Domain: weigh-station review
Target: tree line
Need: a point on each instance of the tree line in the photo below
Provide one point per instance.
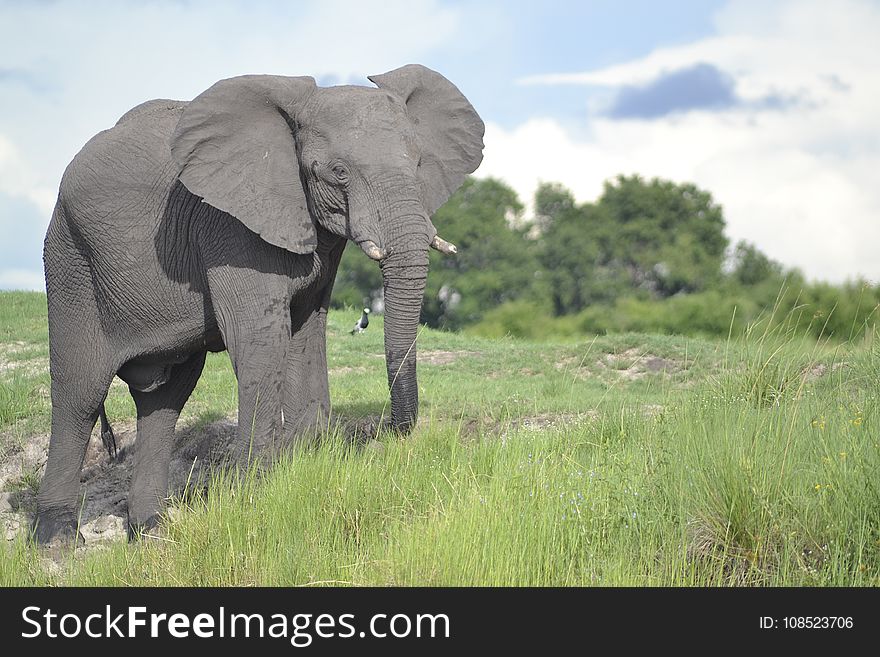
(648, 255)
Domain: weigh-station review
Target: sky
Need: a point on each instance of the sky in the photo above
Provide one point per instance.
(773, 106)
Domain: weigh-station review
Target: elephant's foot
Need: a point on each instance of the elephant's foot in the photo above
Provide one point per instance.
(56, 526)
(138, 527)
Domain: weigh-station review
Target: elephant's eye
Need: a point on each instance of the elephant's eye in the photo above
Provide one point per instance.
(340, 172)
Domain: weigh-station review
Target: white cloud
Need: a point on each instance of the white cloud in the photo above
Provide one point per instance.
(800, 182)
(21, 279)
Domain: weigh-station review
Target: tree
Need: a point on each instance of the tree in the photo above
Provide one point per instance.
(494, 263)
(669, 237)
(575, 250)
(751, 267)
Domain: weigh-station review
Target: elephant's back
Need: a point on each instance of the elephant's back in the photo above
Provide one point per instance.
(122, 175)
(153, 107)
(113, 199)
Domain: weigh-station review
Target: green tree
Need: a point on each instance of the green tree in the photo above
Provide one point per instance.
(576, 251)
(494, 264)
(669, 237)
(751, 267)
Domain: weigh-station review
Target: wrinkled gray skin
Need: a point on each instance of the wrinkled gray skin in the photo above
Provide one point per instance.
(219, 224)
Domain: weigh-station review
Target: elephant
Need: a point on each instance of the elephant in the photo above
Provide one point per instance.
(218, 224)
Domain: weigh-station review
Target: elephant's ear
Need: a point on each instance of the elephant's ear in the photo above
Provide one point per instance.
(234, 146)
(449, 130)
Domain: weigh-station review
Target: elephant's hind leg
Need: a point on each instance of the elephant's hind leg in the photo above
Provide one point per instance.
(79, 386)
(157, 411)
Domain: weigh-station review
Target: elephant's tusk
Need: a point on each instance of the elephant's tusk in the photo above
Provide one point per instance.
(443, 246)
(369, 247)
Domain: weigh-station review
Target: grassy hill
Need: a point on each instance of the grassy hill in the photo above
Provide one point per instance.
(617, 460)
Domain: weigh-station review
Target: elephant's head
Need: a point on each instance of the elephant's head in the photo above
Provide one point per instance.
(370, 164)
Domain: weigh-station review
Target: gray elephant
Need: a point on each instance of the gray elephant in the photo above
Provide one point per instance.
(219, 224)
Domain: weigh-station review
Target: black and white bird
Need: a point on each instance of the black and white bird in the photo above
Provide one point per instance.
(361, 325)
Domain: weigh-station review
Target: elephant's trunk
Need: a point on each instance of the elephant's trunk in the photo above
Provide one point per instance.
(404, 273)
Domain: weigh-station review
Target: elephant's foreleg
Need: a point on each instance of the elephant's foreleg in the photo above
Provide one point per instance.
(157, 416)
(256, 332)
(306, 400)
(81, 368)
(58, 501)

▸ What the task asks
Return each line of the records above that contains the string "tusk". Case counts.

▸ The answer
Target: elephant's tusk
Need: a point on each instance of the elephant's tusk in the photo above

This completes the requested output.